§ Bereitgestellter Text

---+---

Über die reine Lehre (oder Leere) der Wissenschaftstheorie

Liebe Leserin, lieber Leser,

erinnern Sie sich noch an die Aufregung um eine gewisse ZDF-Wissenschaftssendung im Herbst 2007? Darin war sehr negativ über Naturheilkunde im allgemeinen und Homöopathie im besonderen berichtet worden. Da müsse man doch – wie etliche Bekannte meinten – endlich etwas tun und Gegendarstellungen etc. erwirken.

Seit Jahrzehnten immer dasselbe: Wissenschaftstheoretiker behaupten, nur exakt geprüfte Methoden hätten eine Daseinsberechtigung, und da sei nun einmal der randomisierte Doppelblindversuch – weder Arzt noch Patient wissen, ob ein echtes Medikament oder nur ein Scheinmedikament eingesetzt wird – allein gültig oder „Goldstandard“.

---+---

§ Daten zur Analyse
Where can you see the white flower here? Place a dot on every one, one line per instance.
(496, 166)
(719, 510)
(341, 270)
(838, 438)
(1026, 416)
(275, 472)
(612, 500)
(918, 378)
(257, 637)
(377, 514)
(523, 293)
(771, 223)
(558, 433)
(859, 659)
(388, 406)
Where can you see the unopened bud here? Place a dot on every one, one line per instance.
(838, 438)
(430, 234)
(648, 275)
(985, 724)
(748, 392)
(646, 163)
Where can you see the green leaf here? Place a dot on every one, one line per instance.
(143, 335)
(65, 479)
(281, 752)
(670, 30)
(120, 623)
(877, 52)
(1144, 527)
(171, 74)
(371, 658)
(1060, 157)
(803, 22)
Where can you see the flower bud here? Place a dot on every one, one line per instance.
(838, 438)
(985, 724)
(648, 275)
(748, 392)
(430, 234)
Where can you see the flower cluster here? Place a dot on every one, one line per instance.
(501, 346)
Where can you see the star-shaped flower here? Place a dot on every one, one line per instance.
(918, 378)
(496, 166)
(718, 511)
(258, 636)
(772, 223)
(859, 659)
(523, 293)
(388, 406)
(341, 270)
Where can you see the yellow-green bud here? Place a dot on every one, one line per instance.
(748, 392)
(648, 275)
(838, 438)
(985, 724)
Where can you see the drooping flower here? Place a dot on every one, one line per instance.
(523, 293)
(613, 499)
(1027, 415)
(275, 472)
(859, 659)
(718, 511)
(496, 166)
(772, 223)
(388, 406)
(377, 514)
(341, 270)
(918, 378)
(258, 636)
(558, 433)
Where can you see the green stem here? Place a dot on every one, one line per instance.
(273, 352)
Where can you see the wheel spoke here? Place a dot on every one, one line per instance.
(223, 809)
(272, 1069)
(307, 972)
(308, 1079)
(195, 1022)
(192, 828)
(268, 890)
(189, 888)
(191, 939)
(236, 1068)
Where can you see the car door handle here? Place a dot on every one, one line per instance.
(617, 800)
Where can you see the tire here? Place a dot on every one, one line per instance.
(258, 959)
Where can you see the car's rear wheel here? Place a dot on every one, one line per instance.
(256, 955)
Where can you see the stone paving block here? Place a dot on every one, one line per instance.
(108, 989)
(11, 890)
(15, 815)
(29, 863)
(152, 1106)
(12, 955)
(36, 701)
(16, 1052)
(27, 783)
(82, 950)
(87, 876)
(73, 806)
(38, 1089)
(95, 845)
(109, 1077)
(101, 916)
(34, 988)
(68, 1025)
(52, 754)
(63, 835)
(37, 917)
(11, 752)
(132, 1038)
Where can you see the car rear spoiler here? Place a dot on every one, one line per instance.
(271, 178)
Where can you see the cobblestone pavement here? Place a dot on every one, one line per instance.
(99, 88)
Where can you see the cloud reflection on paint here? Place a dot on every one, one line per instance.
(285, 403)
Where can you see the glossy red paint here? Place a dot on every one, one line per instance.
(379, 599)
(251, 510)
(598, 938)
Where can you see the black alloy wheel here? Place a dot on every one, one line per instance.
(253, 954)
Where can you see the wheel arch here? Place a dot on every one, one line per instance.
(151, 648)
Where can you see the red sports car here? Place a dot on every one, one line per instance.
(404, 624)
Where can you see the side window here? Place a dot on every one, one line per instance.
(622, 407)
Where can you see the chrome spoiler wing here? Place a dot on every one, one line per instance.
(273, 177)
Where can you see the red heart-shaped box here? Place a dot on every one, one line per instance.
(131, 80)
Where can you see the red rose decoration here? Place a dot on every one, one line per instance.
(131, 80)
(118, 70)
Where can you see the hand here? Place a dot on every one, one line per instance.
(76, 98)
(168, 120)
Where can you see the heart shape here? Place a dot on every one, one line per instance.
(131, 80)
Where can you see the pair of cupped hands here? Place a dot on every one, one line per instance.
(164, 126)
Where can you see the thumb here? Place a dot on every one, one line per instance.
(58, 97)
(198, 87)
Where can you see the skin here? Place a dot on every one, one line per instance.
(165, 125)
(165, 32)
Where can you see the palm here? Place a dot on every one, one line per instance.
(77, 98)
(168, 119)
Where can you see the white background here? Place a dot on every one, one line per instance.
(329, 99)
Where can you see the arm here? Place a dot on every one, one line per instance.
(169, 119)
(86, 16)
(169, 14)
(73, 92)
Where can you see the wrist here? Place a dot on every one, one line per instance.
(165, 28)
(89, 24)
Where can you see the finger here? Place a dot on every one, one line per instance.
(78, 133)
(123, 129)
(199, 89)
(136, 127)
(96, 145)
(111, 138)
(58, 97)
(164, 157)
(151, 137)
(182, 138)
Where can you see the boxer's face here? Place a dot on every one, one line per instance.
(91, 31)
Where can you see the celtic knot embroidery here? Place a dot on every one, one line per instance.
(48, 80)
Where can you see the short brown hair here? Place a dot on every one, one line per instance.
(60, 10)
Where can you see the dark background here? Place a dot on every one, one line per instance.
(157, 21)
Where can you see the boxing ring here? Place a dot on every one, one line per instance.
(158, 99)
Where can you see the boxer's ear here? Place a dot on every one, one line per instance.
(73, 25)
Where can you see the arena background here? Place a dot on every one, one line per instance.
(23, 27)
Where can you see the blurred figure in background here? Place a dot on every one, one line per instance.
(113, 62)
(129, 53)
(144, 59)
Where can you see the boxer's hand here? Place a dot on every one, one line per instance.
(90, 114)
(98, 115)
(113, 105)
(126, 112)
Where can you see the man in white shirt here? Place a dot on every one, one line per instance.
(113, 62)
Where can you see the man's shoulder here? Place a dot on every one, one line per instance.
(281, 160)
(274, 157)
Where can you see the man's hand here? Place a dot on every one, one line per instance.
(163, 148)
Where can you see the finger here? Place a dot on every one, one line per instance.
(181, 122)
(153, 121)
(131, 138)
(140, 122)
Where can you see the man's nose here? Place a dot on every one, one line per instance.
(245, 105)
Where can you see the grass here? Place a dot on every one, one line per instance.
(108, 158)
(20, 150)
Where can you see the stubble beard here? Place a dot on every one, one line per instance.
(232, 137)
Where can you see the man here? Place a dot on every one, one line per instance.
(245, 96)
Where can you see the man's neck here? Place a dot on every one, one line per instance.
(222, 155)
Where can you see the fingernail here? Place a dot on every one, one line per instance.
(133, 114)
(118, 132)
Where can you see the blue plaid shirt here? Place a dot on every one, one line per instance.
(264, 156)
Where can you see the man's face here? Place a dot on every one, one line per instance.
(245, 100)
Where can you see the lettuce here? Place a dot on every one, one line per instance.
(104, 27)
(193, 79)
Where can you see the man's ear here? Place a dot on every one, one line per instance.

---+---

§ Fragen zum Material
(a) Zitieren Sie aus dem Text zur Wissenschaftstheorie wortgetreu die Passage, die mit „Über die reine“ beginnt und bis einschließlich „Gegendarstellungen etc. erwirken.“ reicht.
(b) Beantworten Sie anhand des Textes zur Wissenschaftstheorie die folgenden Fragen:
(i) In welcher Jahreszeit und in welchem Jahr lief die erwähnte ZDF-Wissenschaftssendung?
(ii) Worüber wurde in dieser Sendung sehr negativ berichtet?
(iii) Was wissen beim randomisierten Doppelblindversuch weder Arzt noch Patient?
(c) Schreiben Sie den Text zur Wissenschaftstheorie im Anschluss an seinen letzten Satz weiter.
Die Auflistung hat mit dem Text zur Wissenschaftstheorie nichts zu tun.

§ Lösungen der Aufgaben
(a)
Über die reine Lehre (oder Leere) der Wissenschaftstheorie

Liebe Leserin, lieber Leser,

erinnern Sie sich noch an die Aufregung um eine gewisse ZDF-Wissenschaftssendung im Herbst 2007? Darin war sehr negativ über Naturheilkunde im allgemeinen und Homöopathie im besonderen berichtet worden. Da müsse man doch – wie etliche Bekannte meinten – endlich etwas tun und Gegendarstellungen etc. erwirken.

(b)
(i) Die Sendung lief im Herbst 2007.
(ii) Sie berichtete sehr negativ über Naturheilkunde im Allgemeinen und Homöopathie im Besonderen.
(iii) Sie wissen nicht, ob ein echtes Medikament oder nur ein Scheinmedikament eingesetzt wird.

(c)
Wer behauptet, nur eine nach Doppelblindversuchen bewiesene Medizin habe eine Existenzberechtigung, soll beispielsweise folgende Fragen beantworten: Soll es weiterhin geben …

› eine Chirurgie? ja o nein o
 
› psychosomatische Medizin und Psychiatrie? ja o nein o

› Physiotherapie mit Massagen und Bewegungstherapie? ja o nein o
 
› Hausarztmedizin? ja o nein o
 
Wäre er konsequent, müsste der Anhänger der „reinen Lehre“ all die vorgenannten Disziplinen und noch viel mehr weitgehend abschaffen. Die leidige Diskussion um wissenschaftliche Anerkennung zeigt immer wieder: Theoretiker führen das große Wort. Die Erfahrung in der Praxis lehrt dagegen: Nicht jene Methoden, die sich in der Theorie oder in der theoretisch geadelten Versuchsanordnung bewähren, sind besonders nützlich, sondern jene, die sich in der Praxis umsetzen lassen und dort (!) zu guten Ergebnissen führen.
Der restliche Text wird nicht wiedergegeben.